Page text:

++++++++

The opener, “Consecrate the Place and Day (to Music and Cecilia),” by Edwin Fissinger (1920-1990), set the tone. A group of songs — by the Swedish Wilhelm Stenhammar, the Finn Jean Sibelius and Britain’s Gustav Holst — that celebrated the season of autumn were beautiful, surprising and evocative.
Another welcome work was the first SLCC commission of the afternoon, Washington University professor Craig Monson’s reconstruction of “Hymnum Cantate Nobis” (from Psalm 137: “How shall we sing the Lord’s song in a strange land?”) by Renaissance composer Gabriele Fattorini. A few sopranos skimped on the occasional high note, but it was overall a delight.
So were the settings of “Sing a new song”: the Elizabethan Thomas Tomkins’ complex and satisfying “O Sing unto the Lord a New Song,” Claudio Monteverdi’s great “Cantate Domino,” and Johann Pachelbel’s “Singt dem Herrn ein neues Lied.” All were satisfyingly sung; the Pachelbel was a particular pleasure, the double choir providing great peals of joyous sound.
The new composer-in-residence, Melissa Dunphy, contributed a new song, “Alpha and Omega.” For two choirs, it effectively juxtaposes texts from “The Pilgrim’s Progress” and the Book of Revelation, in a solidly written piece of choral writing. Two challenging but lovely 20th-century British works, “Heart’s Music,” by Ralph Vaughan Williams and Edward Elgar’s “There Is Sweet Music” were both beautifully sung.

++++++++

Exercise instructions:
1. The concert review names several settings of "Sing a new song." List each setting's title along with its composer.
2. Pick up the concert review after its last sentence and write the next part of it.

Stored items from a collection:
++++++++

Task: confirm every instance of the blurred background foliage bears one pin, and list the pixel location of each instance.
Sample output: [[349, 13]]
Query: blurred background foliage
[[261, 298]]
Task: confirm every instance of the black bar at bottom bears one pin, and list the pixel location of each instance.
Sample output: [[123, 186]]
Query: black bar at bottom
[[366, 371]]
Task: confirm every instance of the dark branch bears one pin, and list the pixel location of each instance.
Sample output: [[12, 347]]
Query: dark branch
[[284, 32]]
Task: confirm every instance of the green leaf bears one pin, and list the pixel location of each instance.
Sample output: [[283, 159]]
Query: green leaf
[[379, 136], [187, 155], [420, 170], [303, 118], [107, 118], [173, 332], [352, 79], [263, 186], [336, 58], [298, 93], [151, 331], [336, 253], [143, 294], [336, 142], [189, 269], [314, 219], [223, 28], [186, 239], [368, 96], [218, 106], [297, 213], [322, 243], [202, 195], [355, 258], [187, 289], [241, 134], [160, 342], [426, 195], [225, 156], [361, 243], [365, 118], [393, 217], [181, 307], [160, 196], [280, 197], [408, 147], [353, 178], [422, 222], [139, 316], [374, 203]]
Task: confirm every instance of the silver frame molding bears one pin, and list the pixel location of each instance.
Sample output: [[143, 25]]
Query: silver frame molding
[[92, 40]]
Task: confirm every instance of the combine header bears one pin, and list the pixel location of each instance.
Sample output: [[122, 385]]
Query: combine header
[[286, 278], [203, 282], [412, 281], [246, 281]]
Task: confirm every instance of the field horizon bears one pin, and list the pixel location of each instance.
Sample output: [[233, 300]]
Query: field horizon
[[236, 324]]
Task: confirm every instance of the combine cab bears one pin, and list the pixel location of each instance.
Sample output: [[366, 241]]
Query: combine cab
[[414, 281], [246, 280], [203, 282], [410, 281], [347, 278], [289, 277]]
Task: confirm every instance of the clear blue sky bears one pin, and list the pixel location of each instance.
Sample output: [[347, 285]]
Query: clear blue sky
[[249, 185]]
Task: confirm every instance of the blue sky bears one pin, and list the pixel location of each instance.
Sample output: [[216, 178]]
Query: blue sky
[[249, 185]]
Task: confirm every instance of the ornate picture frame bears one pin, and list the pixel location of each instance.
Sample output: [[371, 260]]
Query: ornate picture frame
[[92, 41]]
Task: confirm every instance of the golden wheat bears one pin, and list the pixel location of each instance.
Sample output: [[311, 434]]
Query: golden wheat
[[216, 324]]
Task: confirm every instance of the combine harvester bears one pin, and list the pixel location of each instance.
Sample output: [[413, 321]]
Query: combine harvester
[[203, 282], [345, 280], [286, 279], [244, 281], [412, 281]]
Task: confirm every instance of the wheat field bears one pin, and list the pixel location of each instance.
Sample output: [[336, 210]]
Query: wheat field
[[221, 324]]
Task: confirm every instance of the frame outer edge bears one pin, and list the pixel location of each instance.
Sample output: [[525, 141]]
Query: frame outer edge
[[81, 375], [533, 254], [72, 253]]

++++++++

Answers by item number:
1.
"O Sing unto the Lord a New Song" by Thomas Tomkins
"Cantate Domino" by Claudio Monteverdi
"Singt dem Herrn ein neues Lied" by Johann Pachelbel

2.
Barnes overloaded his second half. It began well, with the three “Fest- und Gedenksprüche” songs for mixed chorus by Johannes Brahms, classics from a master, and well-sung despite a couple of scary entrances. It ended spectacularly, with Aaron Copland’s huge “In the Beginning.”
In between, there was SLCC founder Ronald Arnatt’s big sing “Music and Ceremonies,” an SLCC commission from 20 years ago. Barnes programmed it for its connections and text, which led to the Copland, but was simply too much for the choir and the audience. Led by assistant conductor Orin Johnson, it got a good performance with a fine solo quartet, but the room’s unforgiving acoustic didn’t help.
Copland’s rarely heard “In the Beginning” is one of the longest continuous a cappella choral works ever written; the text is from both the creation accounts in the Book of Genesis. It also has one of the longest a cappella solo parts ever written, knocked out of the park by soprano Mary Ongjoco Chapman with beautiful singing, clear diction and an authoritative delivery. The choir matched her point for point, for a splendid finish to the concert.